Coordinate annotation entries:
────

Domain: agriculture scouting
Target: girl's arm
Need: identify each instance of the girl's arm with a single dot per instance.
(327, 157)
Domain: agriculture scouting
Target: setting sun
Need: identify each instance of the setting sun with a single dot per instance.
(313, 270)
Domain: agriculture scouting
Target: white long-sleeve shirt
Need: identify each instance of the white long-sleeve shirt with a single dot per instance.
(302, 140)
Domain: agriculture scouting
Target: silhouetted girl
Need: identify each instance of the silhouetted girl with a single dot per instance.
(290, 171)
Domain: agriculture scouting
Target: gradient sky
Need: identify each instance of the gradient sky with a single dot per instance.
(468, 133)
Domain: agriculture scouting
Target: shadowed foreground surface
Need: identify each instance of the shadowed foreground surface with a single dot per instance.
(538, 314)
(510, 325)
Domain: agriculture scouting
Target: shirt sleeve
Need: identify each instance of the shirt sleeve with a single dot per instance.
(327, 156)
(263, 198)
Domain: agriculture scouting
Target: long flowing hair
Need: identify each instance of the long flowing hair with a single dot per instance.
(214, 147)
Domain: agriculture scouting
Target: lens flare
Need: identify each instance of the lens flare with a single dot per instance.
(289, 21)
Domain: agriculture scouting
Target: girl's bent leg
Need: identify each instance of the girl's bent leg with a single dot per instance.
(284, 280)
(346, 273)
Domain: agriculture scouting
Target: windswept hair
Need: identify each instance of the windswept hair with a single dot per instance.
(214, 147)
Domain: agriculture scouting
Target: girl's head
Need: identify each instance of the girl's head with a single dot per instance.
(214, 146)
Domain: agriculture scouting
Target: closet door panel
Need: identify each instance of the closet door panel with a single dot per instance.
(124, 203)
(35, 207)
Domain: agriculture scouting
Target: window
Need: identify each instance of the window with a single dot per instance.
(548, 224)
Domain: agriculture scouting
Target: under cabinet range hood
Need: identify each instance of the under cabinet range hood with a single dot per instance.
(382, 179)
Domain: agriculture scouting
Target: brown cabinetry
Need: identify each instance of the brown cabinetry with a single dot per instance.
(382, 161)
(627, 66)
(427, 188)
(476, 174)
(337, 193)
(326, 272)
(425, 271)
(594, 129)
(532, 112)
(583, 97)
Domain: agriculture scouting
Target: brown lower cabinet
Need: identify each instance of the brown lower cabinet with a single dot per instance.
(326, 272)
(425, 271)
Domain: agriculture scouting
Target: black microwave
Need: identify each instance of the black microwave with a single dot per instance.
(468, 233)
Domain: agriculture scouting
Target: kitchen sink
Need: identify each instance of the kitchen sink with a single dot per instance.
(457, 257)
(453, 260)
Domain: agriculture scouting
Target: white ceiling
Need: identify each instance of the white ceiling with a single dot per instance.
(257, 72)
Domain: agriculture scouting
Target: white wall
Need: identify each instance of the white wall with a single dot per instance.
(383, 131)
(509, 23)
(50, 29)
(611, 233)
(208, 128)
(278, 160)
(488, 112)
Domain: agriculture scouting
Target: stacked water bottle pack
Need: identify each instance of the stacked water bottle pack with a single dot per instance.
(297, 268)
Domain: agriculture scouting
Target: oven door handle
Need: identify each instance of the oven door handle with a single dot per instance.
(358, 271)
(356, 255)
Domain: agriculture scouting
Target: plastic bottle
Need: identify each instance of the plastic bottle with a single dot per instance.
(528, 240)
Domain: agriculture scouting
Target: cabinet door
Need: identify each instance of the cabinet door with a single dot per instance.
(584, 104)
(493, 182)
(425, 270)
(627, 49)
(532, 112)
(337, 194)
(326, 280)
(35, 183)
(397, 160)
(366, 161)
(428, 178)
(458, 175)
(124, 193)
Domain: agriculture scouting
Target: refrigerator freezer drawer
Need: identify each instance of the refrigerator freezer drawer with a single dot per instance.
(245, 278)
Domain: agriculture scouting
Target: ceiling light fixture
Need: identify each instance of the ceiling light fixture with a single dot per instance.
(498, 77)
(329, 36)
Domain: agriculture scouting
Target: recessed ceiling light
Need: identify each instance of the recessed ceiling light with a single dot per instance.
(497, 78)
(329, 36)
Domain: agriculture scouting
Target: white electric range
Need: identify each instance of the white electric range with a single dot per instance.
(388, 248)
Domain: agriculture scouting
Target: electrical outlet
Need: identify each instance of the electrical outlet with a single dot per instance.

────

Working from the material above, retype it in its entirety without change.

Domain: agriculture scouting
Target: girl's arm
Need: identify each instance of the girl's arm with a single dot per instance.
(327, 157)
Domain: agriculture scouting
Target: setting sun
Need: identify each instance of the setting sun with a single dot per instance.
(313, 270)
Domain: agriculture scouting
Target: white long-sleeve shirt
Need: identify each instance of the white long-sleeve shirt with a single dot per instance.
(302, 140)
Domain: agriculture scouting
Target: silhouetted girl
Need: identify each instance of the silhouetted girl with a single dot per instance.
(290, 171)
Domain: agriculture scouting
Target: gradient sky
Need: identify each instance of the gradient sky with a single dot per instance.
(468, 133)
Domain: agriculture scouting
Target: shadowed foreground surface
Need: identify each instance of the shadowed foreground surface with a single dot per instance.
(538, 314)
(510, 325)
Domain: agriculture scouting
Target: shirt sleeve
Need: identify each instance of the shirt sleeve with a single dot per instance.
(327, 156)
(263, 198)
Domain: agriculture scouting
Target: long flowing hair
Need: identify each instance of the long flowing hair with a single dot per instance.
(214, 147)
Domain: agriculture scouting
Target: lens flare
Need: identify each instance of the lens flare with a single dot per instance.
(289, 21)
Domain: agriculture scouting
Target: girl's bent leg
Need: identify each instance of the girl's bent leg with a single dot per instance.
(284, 280)
(346, 273)
Domain: agriculture scouting
Target: windswept hair
Need: identify each instance of the windswept hair with a single dot per instance.
(214, 147)
Domain: agriculture scouting
Target: girl's head
Need: identify each instance of the girl's head with a single dot per instance.
(214, 146)
Domain: agriculture scouting
Target: closet door panel
Need: identify each instance of the closet door panel with a single dot per instance.
(124, 203)
(35, 207)
Domain: agriculture scouting
Target: window
Need: identify each instance of the window with a single dot per instance.
(548, 224)
Domain: agriculture scouting
Target: under cabinet range hood
Need: identify each instance of the under cabinet range hood with a single dot per instance.
(382, 179)
Domain: agriculture scouting
Target: brown cabinetry
Need: identify each instance of the brown cabinetry with a single dot per instance.
(382, 161)
(627, 66)
(427, 188)
(476, 174)
(337, 193)
(326, 272)
(425, 271)
(594, 129)
(532, 112)
(583, 97)
Domain: agriculture scouting
Target: brown lower cabinet
Need: identify each instance of the brown lower cabinet with a single dot per instance.
(326, 272)
(425, 271)
Domain: agriculture scouting
Target: black microwave
Need: identify each instance of the black microwave with a single dot per instance.
(468, 233)
Domain: agriculture scouting
Target: kitchen sink
Need: identify each instance of the kitchen sink with a single dot per instance.
(457, 257)
(453, 260)
Domain: agriculture scouting
Target: white ceiling
Need: identify each instance of the white ceiling with a single dot per instance.
(257, 72)
Domain: agriculture scouting
Target: white wall
Need: identify each instance of the white wall with a single dot per instance.
(383, 131)
(509, 23)
(50, 29)
(611, 233)
(208, 128)
(278, 160)
(488, 112)
Domain: agriculture scouting
Target: stacked water bottle pack
Need: identify each instance of the stacked water bottle pack with a single dot per instance.
(297, 268)
Domain: agriculture scouting
Target: oven door handle
Need: identify each instance of the oven door handle with a single dot per instance.
(358, 271)
(356, 255)
Domain: agriculture scouting
Target: plastic bottle
Need: identify each instance of the plastic bottle with a single dot per instance.
(528, 240)
Domain: agriculture scouting
Target: cabinet door
Need: identify each instance of the cabinet door with a single dot per instance.
(584, 104)
(493, 182)
(425, 270)
(627, 49)
(532, 112)
(337, 194)
(326, 280)
(35, 183)
(397, 160)
(366, 161)
(428, 178)
(458, 175)
(124, 193)
Domain: agriculture scouting
Target: refrigerator freezer drawer
Need: identify each instance of the refrigerator freezer drawer with a single dot per instance.
(245, 278)
Domain: agriculture scouting
Target: ceiling light fixture
Need: identify each instance of the ceiling light fixture with a single dot per instance.
(498, 77)
(329, 36)
Domain: agriculture scouting
Target: recessed ceiling light
Need: identify each instance of the recessed ceiling light with a single dot per instance.
(497, 78)
(329, 36)
Domain: agriculture scouting
Target: white electric range
Need: identify each instance of the white electric range with a single dot per instance.
(388, 248)
Domain: agriculture scouting
Target: electrical outlet
Need: identify each instance of the electrical outlet with a single dot per instance.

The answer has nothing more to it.